DO THIS: Pull out each line of the data below that contains the word "every".

Region outline entries:
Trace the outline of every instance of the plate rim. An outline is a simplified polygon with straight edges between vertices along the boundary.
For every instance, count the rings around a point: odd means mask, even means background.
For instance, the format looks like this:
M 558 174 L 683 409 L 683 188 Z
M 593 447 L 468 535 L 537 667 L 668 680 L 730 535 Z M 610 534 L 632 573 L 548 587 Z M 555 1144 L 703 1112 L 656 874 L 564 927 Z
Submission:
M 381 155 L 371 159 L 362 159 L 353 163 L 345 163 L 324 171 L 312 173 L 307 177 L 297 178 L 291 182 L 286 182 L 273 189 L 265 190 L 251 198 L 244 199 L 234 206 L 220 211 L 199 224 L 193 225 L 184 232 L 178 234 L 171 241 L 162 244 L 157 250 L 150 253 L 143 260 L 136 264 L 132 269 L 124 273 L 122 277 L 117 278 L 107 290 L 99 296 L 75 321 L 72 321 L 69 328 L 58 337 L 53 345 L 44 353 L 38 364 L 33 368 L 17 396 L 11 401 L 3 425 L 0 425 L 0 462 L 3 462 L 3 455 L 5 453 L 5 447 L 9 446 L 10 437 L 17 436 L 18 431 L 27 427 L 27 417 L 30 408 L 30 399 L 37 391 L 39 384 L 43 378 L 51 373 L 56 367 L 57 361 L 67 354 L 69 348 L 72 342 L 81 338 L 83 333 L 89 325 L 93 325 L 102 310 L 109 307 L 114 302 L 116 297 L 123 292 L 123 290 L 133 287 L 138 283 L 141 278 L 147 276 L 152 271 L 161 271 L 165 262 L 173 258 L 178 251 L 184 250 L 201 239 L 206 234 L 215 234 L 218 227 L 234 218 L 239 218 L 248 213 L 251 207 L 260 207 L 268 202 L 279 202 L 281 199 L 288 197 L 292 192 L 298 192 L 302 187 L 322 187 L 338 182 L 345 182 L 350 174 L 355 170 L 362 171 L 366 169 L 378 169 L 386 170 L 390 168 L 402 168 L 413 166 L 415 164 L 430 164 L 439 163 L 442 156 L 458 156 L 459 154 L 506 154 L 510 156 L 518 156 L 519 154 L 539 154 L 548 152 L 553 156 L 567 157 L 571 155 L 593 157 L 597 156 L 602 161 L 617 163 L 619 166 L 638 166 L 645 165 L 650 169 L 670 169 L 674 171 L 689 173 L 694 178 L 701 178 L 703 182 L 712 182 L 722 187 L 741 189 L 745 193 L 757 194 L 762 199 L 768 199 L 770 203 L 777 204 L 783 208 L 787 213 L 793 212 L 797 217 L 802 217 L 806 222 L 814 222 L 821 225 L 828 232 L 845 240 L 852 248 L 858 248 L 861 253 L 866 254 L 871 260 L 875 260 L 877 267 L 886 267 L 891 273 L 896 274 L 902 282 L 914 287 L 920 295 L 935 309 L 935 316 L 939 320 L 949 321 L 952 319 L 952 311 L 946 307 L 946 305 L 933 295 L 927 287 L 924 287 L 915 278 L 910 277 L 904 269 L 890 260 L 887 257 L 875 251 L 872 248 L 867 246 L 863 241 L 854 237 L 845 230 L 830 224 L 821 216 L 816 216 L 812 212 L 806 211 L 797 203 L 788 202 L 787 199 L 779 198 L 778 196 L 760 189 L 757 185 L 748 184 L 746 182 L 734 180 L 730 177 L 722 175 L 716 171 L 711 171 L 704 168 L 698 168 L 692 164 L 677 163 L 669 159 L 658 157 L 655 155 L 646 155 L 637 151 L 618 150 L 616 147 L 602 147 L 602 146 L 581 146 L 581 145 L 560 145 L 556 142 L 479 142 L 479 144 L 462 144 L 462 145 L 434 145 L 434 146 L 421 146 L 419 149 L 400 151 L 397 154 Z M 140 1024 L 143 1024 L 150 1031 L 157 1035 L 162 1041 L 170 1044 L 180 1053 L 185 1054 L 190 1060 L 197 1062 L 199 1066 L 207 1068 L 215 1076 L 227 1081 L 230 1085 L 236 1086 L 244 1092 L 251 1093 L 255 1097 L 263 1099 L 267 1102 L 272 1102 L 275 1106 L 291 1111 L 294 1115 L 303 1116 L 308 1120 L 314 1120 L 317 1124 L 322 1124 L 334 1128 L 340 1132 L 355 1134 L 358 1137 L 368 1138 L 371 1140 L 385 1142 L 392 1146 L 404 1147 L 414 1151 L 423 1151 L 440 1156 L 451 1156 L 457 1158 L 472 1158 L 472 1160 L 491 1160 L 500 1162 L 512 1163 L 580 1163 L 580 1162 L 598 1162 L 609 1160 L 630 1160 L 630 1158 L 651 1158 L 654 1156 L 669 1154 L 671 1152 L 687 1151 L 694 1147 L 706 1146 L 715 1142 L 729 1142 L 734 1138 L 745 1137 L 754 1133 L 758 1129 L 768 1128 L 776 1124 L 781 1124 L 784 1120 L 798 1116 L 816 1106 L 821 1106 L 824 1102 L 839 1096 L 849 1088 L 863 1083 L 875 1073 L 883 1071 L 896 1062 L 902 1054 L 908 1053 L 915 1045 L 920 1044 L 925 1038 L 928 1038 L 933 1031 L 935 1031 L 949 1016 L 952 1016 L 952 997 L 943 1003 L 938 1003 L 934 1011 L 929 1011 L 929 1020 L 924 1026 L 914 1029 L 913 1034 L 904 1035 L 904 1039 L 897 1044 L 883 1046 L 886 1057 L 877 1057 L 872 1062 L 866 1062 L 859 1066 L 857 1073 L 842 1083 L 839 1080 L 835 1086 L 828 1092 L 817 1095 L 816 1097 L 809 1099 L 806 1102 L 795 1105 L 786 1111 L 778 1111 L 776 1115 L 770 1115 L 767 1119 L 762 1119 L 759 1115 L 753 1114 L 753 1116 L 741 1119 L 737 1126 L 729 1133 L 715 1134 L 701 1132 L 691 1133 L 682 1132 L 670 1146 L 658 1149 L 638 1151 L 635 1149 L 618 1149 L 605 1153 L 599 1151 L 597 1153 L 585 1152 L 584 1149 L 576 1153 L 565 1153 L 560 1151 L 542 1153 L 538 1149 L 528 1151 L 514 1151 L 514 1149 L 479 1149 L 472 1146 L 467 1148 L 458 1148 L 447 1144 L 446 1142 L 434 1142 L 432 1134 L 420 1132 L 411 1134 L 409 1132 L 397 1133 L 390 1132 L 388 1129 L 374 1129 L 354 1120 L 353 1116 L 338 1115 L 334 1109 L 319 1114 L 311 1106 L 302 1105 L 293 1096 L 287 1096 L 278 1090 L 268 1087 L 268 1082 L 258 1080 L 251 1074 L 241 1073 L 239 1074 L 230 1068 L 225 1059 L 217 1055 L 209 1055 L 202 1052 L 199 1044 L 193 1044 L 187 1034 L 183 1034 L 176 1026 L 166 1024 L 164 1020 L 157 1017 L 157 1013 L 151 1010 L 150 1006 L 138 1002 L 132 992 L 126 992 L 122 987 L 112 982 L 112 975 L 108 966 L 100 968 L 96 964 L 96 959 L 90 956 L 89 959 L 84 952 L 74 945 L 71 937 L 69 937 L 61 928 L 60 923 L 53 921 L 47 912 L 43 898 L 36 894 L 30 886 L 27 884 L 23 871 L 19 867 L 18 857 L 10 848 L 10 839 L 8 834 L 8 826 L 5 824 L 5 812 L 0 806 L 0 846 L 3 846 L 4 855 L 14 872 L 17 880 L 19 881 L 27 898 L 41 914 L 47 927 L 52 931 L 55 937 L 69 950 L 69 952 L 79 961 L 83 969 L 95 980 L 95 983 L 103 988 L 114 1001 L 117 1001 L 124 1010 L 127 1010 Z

RESULT:
Trace the outline of every instance of the plate rim. An outline is a simplified polygon with straight edges between vertices along the boundary.
For every instance, count the rings around a point: odd means mask, even means background.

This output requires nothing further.